Business

Reduce in demand for product sees Fisher & Paykel Healthcare profits go down

11:44 am on 26 May 2023

Fisher & Paykel Healthcare chief executive Lewis Gradon. Photo: Supplied / Fisher & Paykel Healthcare

Respiratory equipment manufacturer Fisher & Paykel Healthcare's full-year net profit is down a third as demand for its hospital products eases.

Key numbers for the year ended March compared with a year ago:

  • Net profit $250.3 million versus $376.9m, down 34 percent
  • Revenue $1.58 billion versus $1.68b, down 6 percent
  • Hospital revenue $1.02b versus $1.0b, down 15 percent
  • Homecare revenue 553.8m versus $469.5, up 18 percent
  • Gross margin 59.4 percent versus 65.6 percent, down 325 basis points
  • Final dividend 23 cents a share versus 22cps up 2 percent ( full-year dividend up 3 percent to 40.5cps)

Chief executive Lewis Gradon said the company was returning to a normal state following the Covid-19 pandemic, which drove soaring demand for its products.

"We are coming out of three financial years that were impacted by the Covid-19 pandemic, and our people, suppliers and customers have worked tirelessly to meet global demand surges," Gradon said.

"The second-half result was encouraging as market conditions progressed towards more of a normal state and both our hospital and homecare product groups delivered good growth."

In the absence of any significant disease events, the company was forecasting revenue growth for the current 2024 financial year to about $1.7b, with similar rates of growth for hospital and homecare product sales.

**Given records**:
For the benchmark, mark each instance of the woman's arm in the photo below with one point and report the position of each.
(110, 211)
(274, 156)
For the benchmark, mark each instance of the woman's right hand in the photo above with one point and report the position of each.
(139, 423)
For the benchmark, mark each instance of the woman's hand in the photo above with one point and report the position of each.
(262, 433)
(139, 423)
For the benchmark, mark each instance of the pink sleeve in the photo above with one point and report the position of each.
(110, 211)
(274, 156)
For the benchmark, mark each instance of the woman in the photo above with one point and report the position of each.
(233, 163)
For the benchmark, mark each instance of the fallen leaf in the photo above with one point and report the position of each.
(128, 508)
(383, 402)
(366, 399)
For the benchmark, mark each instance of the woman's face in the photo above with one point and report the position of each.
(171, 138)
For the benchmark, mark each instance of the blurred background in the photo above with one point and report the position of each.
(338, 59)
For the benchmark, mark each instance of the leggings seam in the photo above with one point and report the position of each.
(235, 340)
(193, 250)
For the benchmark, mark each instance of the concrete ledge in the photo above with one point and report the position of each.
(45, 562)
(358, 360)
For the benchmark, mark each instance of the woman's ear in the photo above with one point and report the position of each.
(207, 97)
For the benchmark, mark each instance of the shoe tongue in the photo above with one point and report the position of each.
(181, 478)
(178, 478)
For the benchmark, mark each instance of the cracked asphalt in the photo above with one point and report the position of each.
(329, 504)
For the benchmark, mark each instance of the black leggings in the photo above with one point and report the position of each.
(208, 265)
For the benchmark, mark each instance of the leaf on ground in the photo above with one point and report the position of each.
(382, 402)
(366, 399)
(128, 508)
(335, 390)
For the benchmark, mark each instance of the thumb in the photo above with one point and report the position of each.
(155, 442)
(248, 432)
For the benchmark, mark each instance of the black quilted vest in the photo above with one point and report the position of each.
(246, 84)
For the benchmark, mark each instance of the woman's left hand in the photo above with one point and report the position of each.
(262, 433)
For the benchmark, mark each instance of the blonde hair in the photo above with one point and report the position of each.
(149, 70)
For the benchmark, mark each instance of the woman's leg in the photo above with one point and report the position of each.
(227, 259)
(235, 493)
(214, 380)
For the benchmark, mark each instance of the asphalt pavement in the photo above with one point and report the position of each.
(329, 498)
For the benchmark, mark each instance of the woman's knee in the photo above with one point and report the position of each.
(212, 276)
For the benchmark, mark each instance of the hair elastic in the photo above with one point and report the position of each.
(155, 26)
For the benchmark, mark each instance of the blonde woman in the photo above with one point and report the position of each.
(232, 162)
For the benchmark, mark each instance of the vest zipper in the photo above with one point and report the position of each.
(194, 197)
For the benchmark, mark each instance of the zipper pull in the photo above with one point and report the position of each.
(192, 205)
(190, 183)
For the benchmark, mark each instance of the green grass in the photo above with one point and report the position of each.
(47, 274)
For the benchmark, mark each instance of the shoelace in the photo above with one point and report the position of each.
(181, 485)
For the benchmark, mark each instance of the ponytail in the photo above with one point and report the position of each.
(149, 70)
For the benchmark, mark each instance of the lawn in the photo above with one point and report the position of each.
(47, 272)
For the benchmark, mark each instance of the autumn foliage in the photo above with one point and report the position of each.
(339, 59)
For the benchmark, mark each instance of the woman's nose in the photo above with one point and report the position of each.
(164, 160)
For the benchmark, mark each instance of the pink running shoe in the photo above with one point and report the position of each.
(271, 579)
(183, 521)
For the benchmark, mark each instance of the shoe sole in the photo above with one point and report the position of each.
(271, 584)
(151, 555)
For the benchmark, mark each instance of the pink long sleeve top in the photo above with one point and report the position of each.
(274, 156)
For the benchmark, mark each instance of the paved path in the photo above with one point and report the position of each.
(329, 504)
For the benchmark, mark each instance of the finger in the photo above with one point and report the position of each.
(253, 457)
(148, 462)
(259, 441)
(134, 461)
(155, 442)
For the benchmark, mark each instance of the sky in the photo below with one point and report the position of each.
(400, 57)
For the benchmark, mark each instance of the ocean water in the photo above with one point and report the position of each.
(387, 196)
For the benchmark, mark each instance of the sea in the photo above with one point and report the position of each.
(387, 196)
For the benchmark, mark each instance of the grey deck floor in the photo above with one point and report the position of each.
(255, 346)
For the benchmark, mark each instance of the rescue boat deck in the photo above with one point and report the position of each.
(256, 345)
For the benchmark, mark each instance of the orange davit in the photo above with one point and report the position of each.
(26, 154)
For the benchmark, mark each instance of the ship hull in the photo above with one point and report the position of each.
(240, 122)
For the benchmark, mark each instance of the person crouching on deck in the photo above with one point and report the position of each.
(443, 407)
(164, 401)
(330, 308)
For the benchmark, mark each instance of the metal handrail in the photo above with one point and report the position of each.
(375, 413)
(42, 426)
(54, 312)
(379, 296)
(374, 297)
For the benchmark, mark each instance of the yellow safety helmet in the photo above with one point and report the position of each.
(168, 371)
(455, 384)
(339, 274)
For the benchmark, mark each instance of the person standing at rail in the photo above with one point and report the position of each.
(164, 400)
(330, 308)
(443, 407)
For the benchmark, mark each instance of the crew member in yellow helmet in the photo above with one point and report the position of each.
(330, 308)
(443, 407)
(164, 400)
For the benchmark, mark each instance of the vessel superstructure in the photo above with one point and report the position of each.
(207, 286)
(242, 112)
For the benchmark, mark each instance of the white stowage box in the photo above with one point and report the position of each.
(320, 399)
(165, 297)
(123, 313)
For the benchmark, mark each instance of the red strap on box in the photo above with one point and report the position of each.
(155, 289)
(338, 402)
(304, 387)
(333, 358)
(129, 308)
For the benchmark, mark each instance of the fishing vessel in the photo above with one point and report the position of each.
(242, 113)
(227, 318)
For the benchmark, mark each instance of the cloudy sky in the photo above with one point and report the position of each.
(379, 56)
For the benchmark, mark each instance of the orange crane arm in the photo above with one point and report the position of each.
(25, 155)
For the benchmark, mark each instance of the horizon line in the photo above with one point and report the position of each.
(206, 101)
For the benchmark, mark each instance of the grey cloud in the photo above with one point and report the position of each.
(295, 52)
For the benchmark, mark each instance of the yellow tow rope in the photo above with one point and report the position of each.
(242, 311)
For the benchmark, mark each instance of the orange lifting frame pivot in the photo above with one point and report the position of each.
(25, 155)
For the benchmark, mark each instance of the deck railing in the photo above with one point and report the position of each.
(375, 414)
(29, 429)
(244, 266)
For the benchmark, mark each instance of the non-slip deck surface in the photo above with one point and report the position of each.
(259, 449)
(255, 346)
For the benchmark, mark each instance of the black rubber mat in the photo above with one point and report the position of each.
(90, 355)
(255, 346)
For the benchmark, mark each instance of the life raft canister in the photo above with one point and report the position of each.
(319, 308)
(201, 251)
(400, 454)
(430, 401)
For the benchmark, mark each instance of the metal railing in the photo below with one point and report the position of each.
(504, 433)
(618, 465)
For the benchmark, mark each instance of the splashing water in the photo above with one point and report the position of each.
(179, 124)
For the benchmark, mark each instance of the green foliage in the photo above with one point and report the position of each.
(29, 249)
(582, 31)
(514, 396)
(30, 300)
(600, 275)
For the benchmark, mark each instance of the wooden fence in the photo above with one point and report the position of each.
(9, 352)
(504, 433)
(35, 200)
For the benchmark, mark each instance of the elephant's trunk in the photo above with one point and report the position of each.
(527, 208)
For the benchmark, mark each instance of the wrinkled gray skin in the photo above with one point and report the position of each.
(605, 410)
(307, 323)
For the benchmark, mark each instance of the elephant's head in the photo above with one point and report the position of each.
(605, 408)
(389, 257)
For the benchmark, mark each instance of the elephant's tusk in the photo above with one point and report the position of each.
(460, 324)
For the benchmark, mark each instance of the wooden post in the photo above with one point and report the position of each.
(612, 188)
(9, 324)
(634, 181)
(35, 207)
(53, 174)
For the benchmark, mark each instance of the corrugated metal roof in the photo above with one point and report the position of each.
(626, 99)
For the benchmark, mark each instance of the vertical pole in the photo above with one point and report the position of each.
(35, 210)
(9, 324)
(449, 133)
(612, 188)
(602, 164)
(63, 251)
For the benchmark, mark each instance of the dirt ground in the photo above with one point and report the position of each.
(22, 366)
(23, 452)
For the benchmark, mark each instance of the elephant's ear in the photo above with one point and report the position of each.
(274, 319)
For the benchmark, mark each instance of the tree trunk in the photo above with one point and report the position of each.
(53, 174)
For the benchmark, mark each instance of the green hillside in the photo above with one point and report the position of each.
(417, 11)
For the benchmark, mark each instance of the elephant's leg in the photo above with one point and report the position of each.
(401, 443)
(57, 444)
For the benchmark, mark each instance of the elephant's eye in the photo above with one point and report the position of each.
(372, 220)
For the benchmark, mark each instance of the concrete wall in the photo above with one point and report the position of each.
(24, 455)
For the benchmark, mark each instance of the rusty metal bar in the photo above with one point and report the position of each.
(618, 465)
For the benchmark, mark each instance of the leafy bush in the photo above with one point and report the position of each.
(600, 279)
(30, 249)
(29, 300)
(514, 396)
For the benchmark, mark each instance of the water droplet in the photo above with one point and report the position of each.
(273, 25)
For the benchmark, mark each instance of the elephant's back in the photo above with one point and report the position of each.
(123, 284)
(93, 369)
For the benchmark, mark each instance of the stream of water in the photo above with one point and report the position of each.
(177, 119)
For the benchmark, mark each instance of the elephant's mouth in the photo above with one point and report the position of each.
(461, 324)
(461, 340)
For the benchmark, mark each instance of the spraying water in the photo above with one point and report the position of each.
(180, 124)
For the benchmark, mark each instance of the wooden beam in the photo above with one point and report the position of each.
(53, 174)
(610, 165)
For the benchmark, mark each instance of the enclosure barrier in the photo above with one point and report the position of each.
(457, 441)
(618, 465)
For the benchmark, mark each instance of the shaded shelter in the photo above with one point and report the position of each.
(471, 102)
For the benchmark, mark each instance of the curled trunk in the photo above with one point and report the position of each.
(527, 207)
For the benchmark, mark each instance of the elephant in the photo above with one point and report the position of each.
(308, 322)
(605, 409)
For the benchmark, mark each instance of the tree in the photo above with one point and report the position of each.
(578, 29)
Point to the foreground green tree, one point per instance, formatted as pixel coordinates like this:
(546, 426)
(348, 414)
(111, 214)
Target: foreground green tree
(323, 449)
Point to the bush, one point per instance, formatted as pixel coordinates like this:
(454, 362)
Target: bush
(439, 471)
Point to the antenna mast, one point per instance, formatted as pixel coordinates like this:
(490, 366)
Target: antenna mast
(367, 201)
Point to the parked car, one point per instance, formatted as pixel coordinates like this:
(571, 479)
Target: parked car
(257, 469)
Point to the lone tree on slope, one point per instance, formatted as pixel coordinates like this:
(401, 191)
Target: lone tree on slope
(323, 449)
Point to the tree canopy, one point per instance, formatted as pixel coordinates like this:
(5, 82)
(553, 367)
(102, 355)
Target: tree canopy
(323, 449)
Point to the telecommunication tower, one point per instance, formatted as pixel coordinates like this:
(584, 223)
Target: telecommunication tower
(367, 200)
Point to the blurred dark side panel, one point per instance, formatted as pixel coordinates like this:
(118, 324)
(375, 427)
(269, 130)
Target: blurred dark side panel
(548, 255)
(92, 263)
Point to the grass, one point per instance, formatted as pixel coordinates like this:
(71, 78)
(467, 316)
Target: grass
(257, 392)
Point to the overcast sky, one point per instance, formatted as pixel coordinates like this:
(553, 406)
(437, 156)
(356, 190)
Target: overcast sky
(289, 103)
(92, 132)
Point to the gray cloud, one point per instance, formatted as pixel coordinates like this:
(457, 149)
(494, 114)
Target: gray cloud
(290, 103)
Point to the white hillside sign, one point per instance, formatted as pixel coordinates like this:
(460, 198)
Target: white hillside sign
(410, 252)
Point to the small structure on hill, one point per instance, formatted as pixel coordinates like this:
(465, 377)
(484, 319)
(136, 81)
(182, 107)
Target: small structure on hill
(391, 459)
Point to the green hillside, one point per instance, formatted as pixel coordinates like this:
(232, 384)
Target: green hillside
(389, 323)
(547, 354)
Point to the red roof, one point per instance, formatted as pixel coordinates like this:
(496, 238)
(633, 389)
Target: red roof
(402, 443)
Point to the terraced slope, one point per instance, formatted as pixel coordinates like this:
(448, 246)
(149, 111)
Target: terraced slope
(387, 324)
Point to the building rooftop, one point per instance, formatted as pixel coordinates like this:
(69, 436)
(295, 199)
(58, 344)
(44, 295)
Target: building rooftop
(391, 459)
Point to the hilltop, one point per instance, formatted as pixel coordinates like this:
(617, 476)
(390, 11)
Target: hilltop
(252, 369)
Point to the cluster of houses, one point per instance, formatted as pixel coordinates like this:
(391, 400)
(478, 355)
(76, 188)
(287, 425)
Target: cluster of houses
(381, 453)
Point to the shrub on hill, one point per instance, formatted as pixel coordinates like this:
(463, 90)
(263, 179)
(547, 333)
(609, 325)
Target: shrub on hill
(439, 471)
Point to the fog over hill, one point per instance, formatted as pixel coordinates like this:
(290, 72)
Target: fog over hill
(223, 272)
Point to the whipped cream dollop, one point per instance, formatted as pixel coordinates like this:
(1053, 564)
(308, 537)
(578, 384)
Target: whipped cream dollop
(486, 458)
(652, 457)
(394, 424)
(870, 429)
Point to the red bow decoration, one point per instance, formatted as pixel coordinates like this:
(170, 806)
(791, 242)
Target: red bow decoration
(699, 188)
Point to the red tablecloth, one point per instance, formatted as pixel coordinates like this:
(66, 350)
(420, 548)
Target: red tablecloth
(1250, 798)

**Work instructions**: Carry on the Fisher & Paykel Healthcare profit report from the point where it stops.

**Answer to this problem**:
"Prior to the pandemic, we had a track record of incremental improvements in gross margin," Gradon said.

"Now, as every team in our business turns back to efficiency gains, we are confident in our ability to return to our long-term target of 65 percent within three to four years."

Capital expenditure for the 2024 financial year was expected to be about $450m to support land and building programmes, with interest expenses to be about $16m.

Over the past year, the company bought 105 hectares of land in Karaka, Auckland to build a second New Zealand campus.

A 10 percent deposit of the $275m purchase price was paid in September 2022, with a subsequent payment of $189.5m on 11 May.

A further $43m will be paid in January 2026, with a final instalment of $15m to be paid in December 2026.

In the meantime, earthworks were continuing on the company's existing East Tāmaki campus to prepare for the construction of a fifth facility, which will complete the campus.